#### [PROBLEM TO SOLVE]
Please write out the records exactly.

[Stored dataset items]
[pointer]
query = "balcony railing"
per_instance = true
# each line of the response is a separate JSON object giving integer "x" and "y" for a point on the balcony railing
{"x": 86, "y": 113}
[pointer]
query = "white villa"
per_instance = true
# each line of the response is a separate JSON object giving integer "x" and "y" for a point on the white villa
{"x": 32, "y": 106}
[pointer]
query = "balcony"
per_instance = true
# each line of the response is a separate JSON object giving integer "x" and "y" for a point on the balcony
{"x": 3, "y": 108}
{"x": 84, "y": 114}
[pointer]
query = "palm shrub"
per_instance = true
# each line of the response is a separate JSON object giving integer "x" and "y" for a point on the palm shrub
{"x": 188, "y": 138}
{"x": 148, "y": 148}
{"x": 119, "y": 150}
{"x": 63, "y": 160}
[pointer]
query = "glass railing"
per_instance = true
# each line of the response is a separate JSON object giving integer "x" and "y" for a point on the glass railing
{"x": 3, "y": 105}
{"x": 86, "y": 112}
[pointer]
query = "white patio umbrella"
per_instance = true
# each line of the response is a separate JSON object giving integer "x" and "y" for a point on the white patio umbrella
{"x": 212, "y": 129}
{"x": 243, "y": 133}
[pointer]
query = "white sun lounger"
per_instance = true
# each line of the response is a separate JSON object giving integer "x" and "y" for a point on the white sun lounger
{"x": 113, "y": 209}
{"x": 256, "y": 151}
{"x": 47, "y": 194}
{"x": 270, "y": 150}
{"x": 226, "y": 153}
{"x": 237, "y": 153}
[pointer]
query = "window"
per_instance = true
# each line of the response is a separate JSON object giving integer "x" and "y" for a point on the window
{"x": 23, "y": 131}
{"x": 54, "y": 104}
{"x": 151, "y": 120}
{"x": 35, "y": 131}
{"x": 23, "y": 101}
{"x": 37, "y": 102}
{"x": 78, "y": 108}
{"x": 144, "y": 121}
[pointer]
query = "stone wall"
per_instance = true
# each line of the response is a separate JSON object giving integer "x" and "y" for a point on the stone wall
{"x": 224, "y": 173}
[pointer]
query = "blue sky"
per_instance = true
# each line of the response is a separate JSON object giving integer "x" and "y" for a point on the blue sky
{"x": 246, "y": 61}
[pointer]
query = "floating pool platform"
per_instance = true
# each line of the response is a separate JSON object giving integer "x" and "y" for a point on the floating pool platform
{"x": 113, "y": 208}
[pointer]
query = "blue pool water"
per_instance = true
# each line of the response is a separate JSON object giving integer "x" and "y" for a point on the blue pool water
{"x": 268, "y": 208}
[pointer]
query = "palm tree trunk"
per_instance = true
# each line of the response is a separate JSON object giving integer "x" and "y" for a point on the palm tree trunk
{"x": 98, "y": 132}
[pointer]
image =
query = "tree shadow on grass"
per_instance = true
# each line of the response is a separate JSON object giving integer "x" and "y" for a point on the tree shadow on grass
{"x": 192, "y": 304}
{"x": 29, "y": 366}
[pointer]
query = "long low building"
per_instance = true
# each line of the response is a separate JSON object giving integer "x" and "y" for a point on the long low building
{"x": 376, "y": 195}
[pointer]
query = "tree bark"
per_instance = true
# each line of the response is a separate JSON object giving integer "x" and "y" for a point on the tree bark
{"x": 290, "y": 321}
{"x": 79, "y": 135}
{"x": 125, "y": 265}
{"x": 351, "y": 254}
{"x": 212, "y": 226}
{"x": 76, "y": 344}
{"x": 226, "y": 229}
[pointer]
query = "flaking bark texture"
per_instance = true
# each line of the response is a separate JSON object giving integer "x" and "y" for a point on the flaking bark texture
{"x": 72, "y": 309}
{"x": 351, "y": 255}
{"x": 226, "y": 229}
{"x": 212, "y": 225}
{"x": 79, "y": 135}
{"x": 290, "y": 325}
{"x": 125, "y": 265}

#### [RESPONSE TO THE TASK]
[pointer]
query = "balcony railing"
per_instance = true
# each line of the response is a separate JSON object giving integer "x" and "y" for a point on the balcony railing
{"x": 86, "y": 113}
[pointer]
query = "white villa"
per_instance = true
# each line of the response is a separate JSON object giving integer "x" and "y" for a point on the white villa
{"x": 32, "y": 106}
[pointer]
query = "balcony"
per_instance = true
# each line of the response is a separate JSON object giving integer "x" and "y" for a point on the balcony
{"x": 3, "y": 108}
{"x": 84, "y": 114}
[pointer]
query = "palm shrub"
per_instance = true
# each line of the response is a separate JSON object giving integer "x" and "y" for a point on the palm shrub
{"x": 188, "y": 138}
{"x": 148, "y": 148}
{"x": 119, "y": 150}
{"x": 63, "y": 160}
[pointer]
query = "glass railing"
per_instance = true
# each line of the response is a separate JSON object giving integer "x" and "y" for a point on the glass railing
{"x": 3, "y": 105}
{"x": 86, "y": 112}
[pointer]
query = "white patio umbrella"
per_instance = true
# each line of the response is a separate JSON object giving integer "x" and "y" for a point on the white patio umbrella
{"x": 212, "y": 129}
{"x": 243, "y": 133}
[pointer]
query = "white sun lounger"
per_instance = true
# each line of the response is a separate JSON object giving integer "x" and "y" for a point on the white sun lounger
{"x": 113, "y": 209}
{"x": 256, "y": 151}
{"x": 47, "y": 194}
{"x": 270, "y": 150}
{"x": 226, "y": 153}
{"x": 237, "y": 153}
[pointer]
query = "window"
per_instance = true
# each line of the response is a separate JSON object giving integer "x" and "y" for a point on the window
{"x": 23, "y": 131}
{"x": 54, "y": 104}
{"x": 151, "y": 120}
{"x": 35, "y": 131}
{"x": 23, "y": 101}
{"x": 37, "y": 102}
{"x": 78, "y": 108}
{"x": 144, "y": 121}
[pointer]
query = "stone wall"
per_instance = true
# each line of the response is a separate JSON object giving integer "x" and "y" for a point on the stone wall
{"x": 224, "y": 173}
[pointer]
query = "blue sky"
per_instance = true
# each line of the response is a separate JSON object giving integer "x" and "y" for a point on the blue sky
{"x": 246, "y": 61}
[pointer]
query = "floating pool platform"
per_instance = true
# each line of the response is a separate JSON object giving integer "x" and "y" for a point on the floating pool platform
{"x": 113, "y": 208}
[pointer]
query = "blue pool water"
per_instance = true
# each line of the response is a separate JSON object giving integer "x" and "y" for a point on the blue pool water
{"x": 268, "y": 208}
[pointer]
query = "palm tree trunk"
per_instance = true
# each line of the response is a separate JSON object giving integer "x" and "y" for a point on the palm tree trunk
{"x": 98, "y": 132}
[pointer]
image =
query = "tree shadow on grass"
per_instance = true
# each line of the response is a separate JSON object giving integer "x" and "y" for a point on the tree shadow on grass
{"x": 192, "y": 304}
{"x": 29, "y": 366}
[pointer]
query = "long low building"
per_instance = true
# each line of the response is a separate JSON object giving integer "x" and "y" for a point on the long low building
{"x": 376, "y": 195}
[pointer]
query = "tree bark"
per_instance = true
# each line of the response is a separate JSON object giving integer "x" and "y" for a point on the tree bark
{"x": 290, "y": 321}
{"x": 79, "y": 135}
{"x": 125, "y": 265}
{"x": 351, "y": 254}
{"x": 212, "y": 226}
{"x": 76, "y": 344}
{"x": 226, "y": 229}
[pointer]
query = "flaking bark texture"
per_instance = true
# each line of the response is a separate JSON object giving integer "x" and "y" for a point on the flaking bark texture
{"x": 72, "y": 309}
{"x": 351, "y": 255}
{"x": 226, "y": 229}
{"x": 212, "y": 225}
{"x": 79, "y": 135}
{"x": 290, "y": 325}
{"x": 125, "y": 265}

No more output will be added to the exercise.